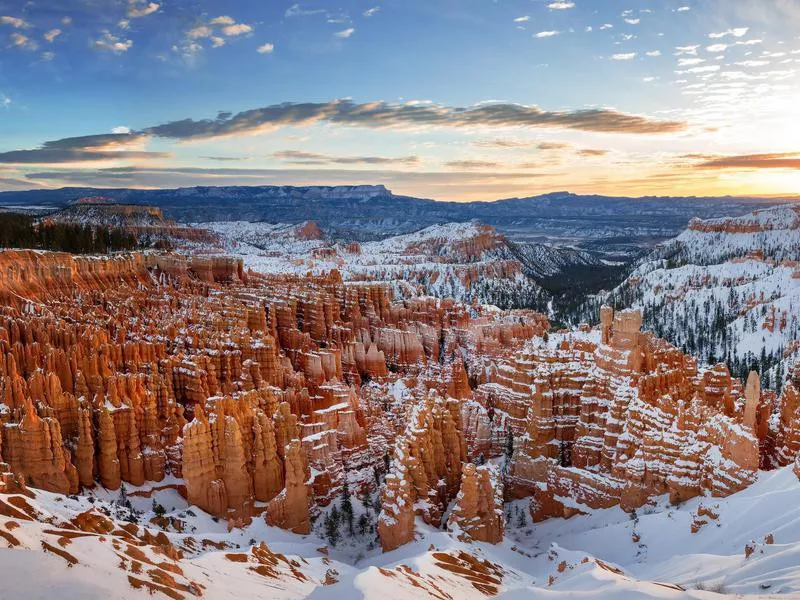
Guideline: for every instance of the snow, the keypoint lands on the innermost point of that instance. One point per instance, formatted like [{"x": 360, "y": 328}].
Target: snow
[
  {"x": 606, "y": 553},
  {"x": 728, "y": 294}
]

* * *

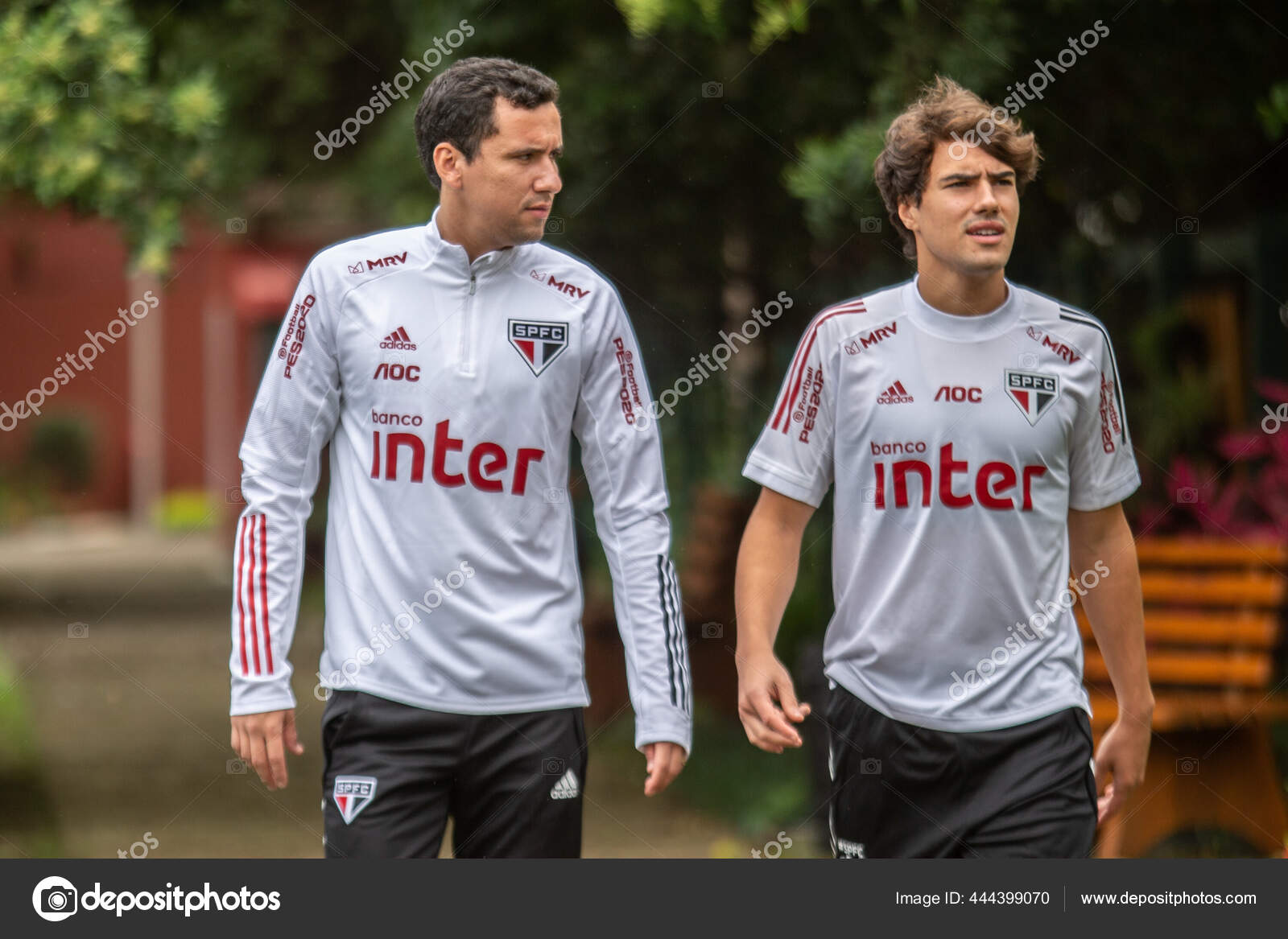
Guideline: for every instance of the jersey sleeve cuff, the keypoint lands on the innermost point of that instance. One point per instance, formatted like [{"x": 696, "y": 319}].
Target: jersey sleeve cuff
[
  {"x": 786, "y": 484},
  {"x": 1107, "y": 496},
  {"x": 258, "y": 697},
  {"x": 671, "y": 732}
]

* * *

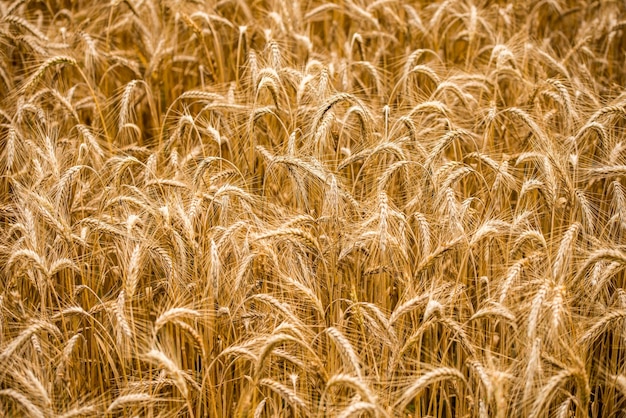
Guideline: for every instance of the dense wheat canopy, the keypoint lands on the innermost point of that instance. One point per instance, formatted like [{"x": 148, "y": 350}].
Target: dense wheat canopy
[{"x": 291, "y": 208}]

- **Work instruction**:
Show every line from the listing above in which the string "keypoint" appears.

- **Problem solution**:
Guideline: for every instance of the snow, the keypoint lands on the innermost point of that instance. One point per instance, formatted like [{"x": 360, "y": 328}].
Guideline: for every instance of the jersey sleeve cuff, the keypoint lands on the innermost point of that instance. One point per instance, formatted like [{"x": 696, "y": 319}].
Guideline: for every instance of the dense wheat canopy, the keypoint lands on the innermost point of that instance. One point per instance, formatted like [{"x": 148, "y": 350}].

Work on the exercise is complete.